> [Task goal] Each line of data below must be printed exactly as written, with any pictures removed.
(Beginning of Source data)
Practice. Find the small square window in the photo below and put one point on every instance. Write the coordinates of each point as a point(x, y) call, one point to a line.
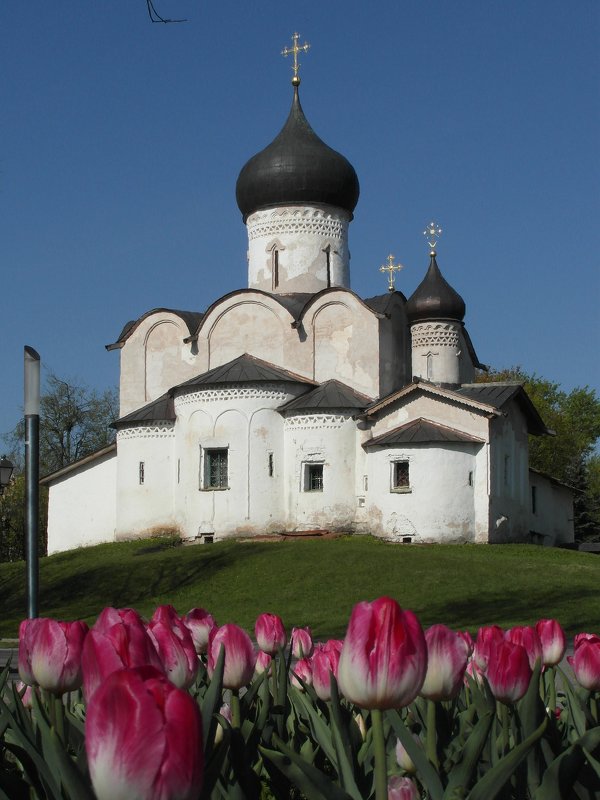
point(313, 477)
point(400, 476)
point(215, 469)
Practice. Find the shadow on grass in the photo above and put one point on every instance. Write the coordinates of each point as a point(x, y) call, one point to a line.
point(135, 578)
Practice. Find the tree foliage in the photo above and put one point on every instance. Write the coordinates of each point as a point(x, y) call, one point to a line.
point(570, 455)
point(73, 423)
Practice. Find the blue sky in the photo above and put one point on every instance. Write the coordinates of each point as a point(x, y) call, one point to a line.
point(122, 141)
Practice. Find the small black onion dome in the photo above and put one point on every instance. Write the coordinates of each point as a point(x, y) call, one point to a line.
point(297, 168)
point(434, 298)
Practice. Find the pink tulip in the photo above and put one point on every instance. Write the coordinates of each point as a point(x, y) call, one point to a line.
point(527, 637)
point(239, 655)
point(552, 639)
point(302, 643)
point(174, 644)
point(384, 657)
point(508, 672)
point(143, 739)
point(488, 638)
point(199, 623)
point(447, 655)
point(468, 640)
point(402, 789)
point(270, 633)
point(302, 669)
point(585, 661)
point(50, 653)
point(263, 662)
point(111, 646)
point(324, 663)
point(116, 616)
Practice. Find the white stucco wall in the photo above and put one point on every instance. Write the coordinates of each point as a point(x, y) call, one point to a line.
point(242, 419)
point(327, 439)
point(551, 514)
point(145, 508)
point(299, 235)
point(82, 505)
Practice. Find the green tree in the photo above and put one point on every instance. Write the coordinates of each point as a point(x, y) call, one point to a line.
point(570, 455)
point(73, 423)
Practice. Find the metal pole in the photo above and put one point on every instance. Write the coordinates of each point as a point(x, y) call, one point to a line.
point(32, 476)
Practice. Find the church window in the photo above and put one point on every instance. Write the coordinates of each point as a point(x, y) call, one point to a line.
point(215, 468)
point(313, 477)
point(400, 476)
point(327, 251)
point(275, 267)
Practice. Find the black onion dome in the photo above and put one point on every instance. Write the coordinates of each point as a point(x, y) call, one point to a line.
point(434, 298)
point(297, 168)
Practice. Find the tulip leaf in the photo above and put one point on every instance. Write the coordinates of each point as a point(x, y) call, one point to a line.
point(426, 772)
point(45, 774)
point(559, 778)
point(488, 787)
point(307, 778)
point(211, 703)
point(462, 773)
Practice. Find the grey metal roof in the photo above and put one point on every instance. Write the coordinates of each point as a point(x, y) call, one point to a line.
point(243, 369)
point(421, 431)
point(381, 303)
point(498, 394)
point(160, 410)
point(331, 394)
point(191, 318)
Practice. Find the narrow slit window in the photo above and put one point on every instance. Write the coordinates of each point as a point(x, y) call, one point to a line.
point(400, 476)
point(313, 478)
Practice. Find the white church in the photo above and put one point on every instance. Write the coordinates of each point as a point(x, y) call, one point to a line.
point(294, 405)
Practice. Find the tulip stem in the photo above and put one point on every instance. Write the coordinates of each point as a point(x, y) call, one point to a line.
point(236, 718)
point(379, 750)
point(431, 733)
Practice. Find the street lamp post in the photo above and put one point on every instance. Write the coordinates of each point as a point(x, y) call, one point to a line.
point(6, 471)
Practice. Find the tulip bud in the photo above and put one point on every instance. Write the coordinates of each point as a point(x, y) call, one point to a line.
point(552, 639)
point(199, 623)
point(239, 655)
point(50, 653)
point(488, 638)
point(302, 669)
point(447, 654)
point(263, 663)
point(527, 637)
point(400, 788)
point(508, 672)
point(324, 663)
point(111, 646)
point(143, 738)
point(384, 658)
point(302, 643)
point(585, 661)
point(174, 644)
point(270, 633)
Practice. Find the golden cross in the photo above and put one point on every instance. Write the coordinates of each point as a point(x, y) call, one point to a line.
point(289, 51)
point(432, 233)
point(390, 268)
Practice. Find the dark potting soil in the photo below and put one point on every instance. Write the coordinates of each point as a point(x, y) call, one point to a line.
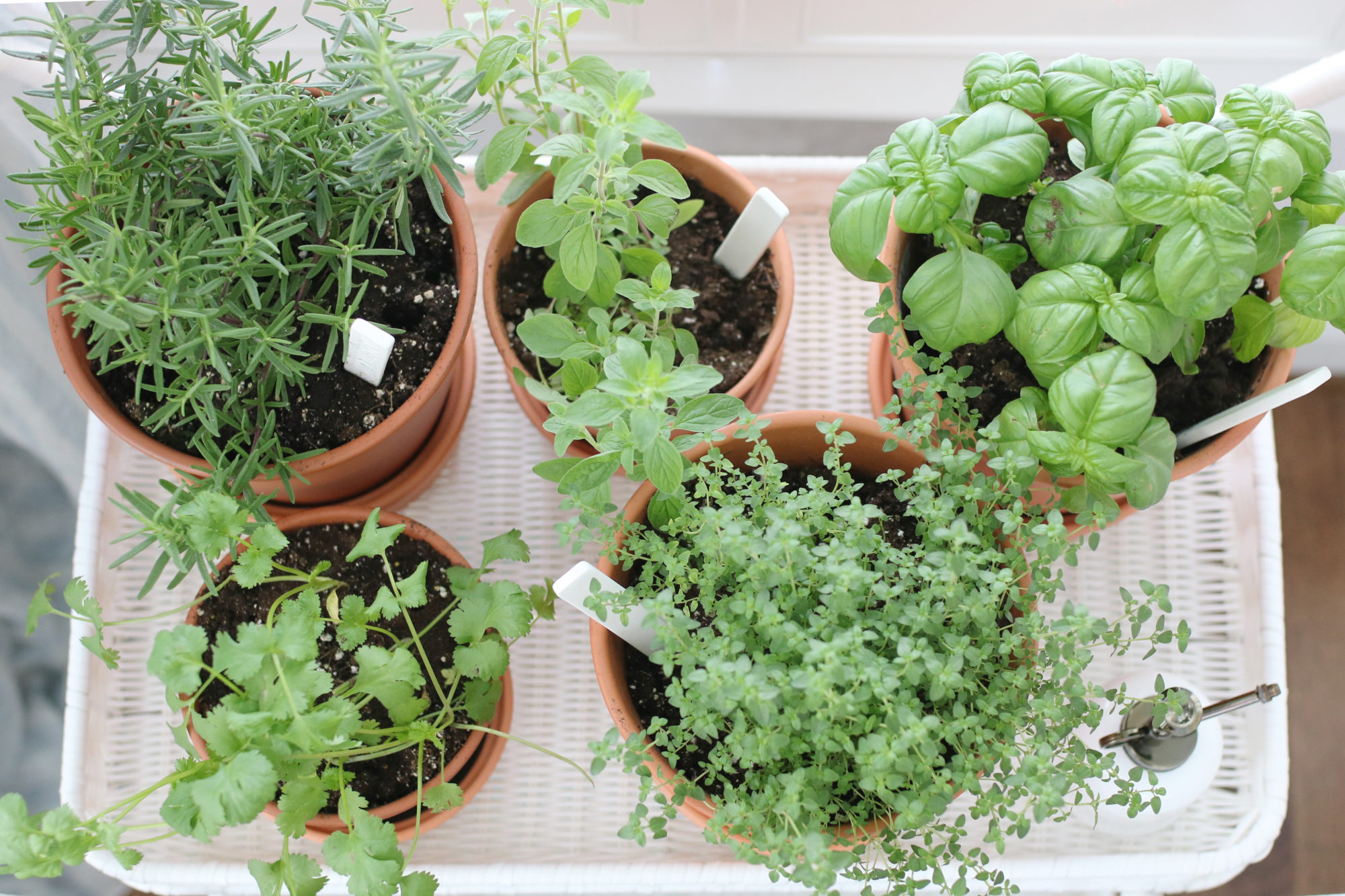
point(418, 295)
point(731, 319)
point(389, 778)
point(649, 685)
point(1001, 373)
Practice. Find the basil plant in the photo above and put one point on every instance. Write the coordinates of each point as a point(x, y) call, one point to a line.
point(1163, 229)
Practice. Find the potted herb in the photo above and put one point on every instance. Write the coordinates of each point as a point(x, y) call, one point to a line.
point(847, 639)
point(212, 222)
point(603, 193)
point(336, 676)
point(1105, 252)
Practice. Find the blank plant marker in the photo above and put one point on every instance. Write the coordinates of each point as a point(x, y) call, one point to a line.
point(368, 350)
point(575, 585)
point(753, 233)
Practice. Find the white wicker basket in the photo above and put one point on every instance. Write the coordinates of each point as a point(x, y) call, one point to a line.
point(539, 827)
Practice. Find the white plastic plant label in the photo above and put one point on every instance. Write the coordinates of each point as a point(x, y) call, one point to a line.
point(368, 350)
point(578, 584)
point(753, 233)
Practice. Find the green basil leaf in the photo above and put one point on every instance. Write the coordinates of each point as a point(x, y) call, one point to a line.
(End of Source data)
> [Task output]
Practice. Find the small square window in the photo below and put one point on every instance. Write the coordinates of each point as a point(x, y) call, one point to a line.
point(313, 477)
point(400, 476)
point(215, 469)
Practice. Find the shadow on grass in the photo above and put one point on every instance. Write the coordinates of each point as a point(x, y) call, one point to a line.
point(135, 578)
Practice. Find the tree foliage in the photo above and put one point on every instance. Write the coordinates of each point as a point(x, y) call, one point to a line.
point(570, 455)
point(73, 423)
Practice. Find the blue sky in the photo above and put one point on every instance. Write the coordinates of each point as a point(x, y) call, one point to a line.
point(122, 141)
Practice. Find the small black onion dome in the photo above and put one point on every instance. Write the coordinates of each point as a point(x, y) call, one point to a line.
point(297, 168)
point(434, 298)
Practice. Find the pink tulip in the photo above and put one point on every instance. Write the coordinates of each point as a point(x, y) call, one point to a line.
point(527, 637)
point(239, 655)
point(552, 639)
point(302, 643)
point(174, 644)
point(384, 657)
point(508, 672)
point(143, 739)
point(488, 638)
point(199, 623)
point(447, 655)
point(468, 640)
point(402, 789)
point(270, 633)
point(302, 669)
point(585, 661)
point(50, 653)
point(263, 662)
point(111, 646)
point(324, 663)
point(116, 616)
Practice. Find the white stucco wall in the photo above and put one point on every instance. Write the coordinates of each point as a point(x, y) call, one point to a line.
point(242, 419)
point(327, 439)
point(551, 514)
point(145, 508)
point(299, 235)
point(82, 505)
Practice. Find the green tree in the photo above and put one point on every instance. Write the coordinates of each point as a point(x, y) call, one point to a line.
point(570, 455)
point(73, 423)
Practice. Find the metal pole in the photo above and put one point on every instance. Write the coordinates of each point as a point(x, y) call, one point to a line.
point(32, 476)
Practice. Find the church window in the photo above and put one point on every instance. Write the coordinates of each point as a point(x, y) call, one point to a line.
point(215, 468)
point(313, 477)
point(400, 476)
point(327, 251)
point(275, 267)
Practice. Find the black onion dome in the photo above and put one point on every instance. Write the coordinates of each point as a point(x, y) call, one point to a line.
point(434, 298)
point(297, 168)
Practice. Find the tulip leaf in the photo above and put one point on every instance. Write the coordinates of each point as a point(x, y) call, one point to a line.
point(426, 772)
point(45, 774)
point(559, 778)
point(488, 787)
point(307, 778)
point(211, 703)
point(462, 773)
Practice. Find the grey metal roof in the photo above and put one point on every instance. Write the coordinates of each point as a point(x, y) call, one point to a line.
point(243, 369)
point(421, 431)
point(381, 303)
point(498, 394)
point(160, 410)
point(331, 394)
point(191, 318)
Practice. Find the narrow slit window in the photo above and put one point on every instance. Write the coordinates of each point as a point(x, y) call, one point to a line.
point(400, 476)
point(313, 478)
Practice. Find the white church in the photo above and put one point on every instance. Write the coordinates of each point as a point(x, y) call, one point to a line.
point(294, 405)
Practice. Find the tulip stem in the photo above and put one point on every instance. Write the coordinates of each point as a point(x, y) call, one point to a line.
point(236, 718)
point(379, 750)
point(431, 733)
Practice. Find the street lamp post in the photo above and put one point on every instance. Write the coordinates of each point as a point(x, y) call, one point to a line.
point(6, 471)
Practice. Find the tulip bud in the photo above and put one point on every instance. Write the coordinates of each point as a point(x, y) call, one point to a line.
point(552, 639)
point(199, 623)
point(239, 655)
point(50, 653)
point(488, 638)
point(302, 669)
point(447, 654)
point(263, 663)
point(527, 637)
point(400, 788)
point(508, 672)
point(324, 663)
point(111, 646)
point(143, 738)
point(384, 658)
point(302, 643)
point(585, 661)
point(174, 644)
point(270, 633)
Practice. Find the golden cross in the photo above and put one point on every instance. Write the coordinates of each point as a point(x, y) call, one point to a line.
point(289, 51)
point(432, 233)
point(390, 268)
Practice. Find the dark potting soil in the photo below and put one point on every instance. Write the coordinates of each point as a point(x, y) call, one point to a line.
point(418, 295)
point(731, 319)
point(389, 778)
point(649, 685)
point(1001, 373)
Practice. Find the basil plant in the photo above and put one point on every instance. Write the coordinates of each point as a point(x, y) call, one point to a line.
point(1163, 229)
Practice. Find the potted herb in the photo above and put one point on every instance. Write the coordinates of each point as a point(x, y) call, one point to a line.
point(847, 639)
point(212, 222)
point(603, 193)
point(336, 676)
point(1105, 252)
Practice. Find the blank plant marker in the photo above and put one point on every instance. Write the coordinates of each point as a point(x, y) call, one point to a line.
point(368, 350)
point(575, 585)
point(753, 233)
Practice. Find the white wicker basket in the photo above and put one point on every instance. Write the coordinates of each point as a point(x, y) call, one point to a line.
point(539, 827)
Practice. Find the white plastic plant label in the photo above and put one point on every instance. Write the coordinates of each point as a point(x, y) call, one point to a line.
point(368, 350)
point(578, 584)
point(753, 233)
Practice. Find the green basil leaf in the photo above and put one point on every instance. Write the coordinates of each point as a point(x, y) call, one point to a line.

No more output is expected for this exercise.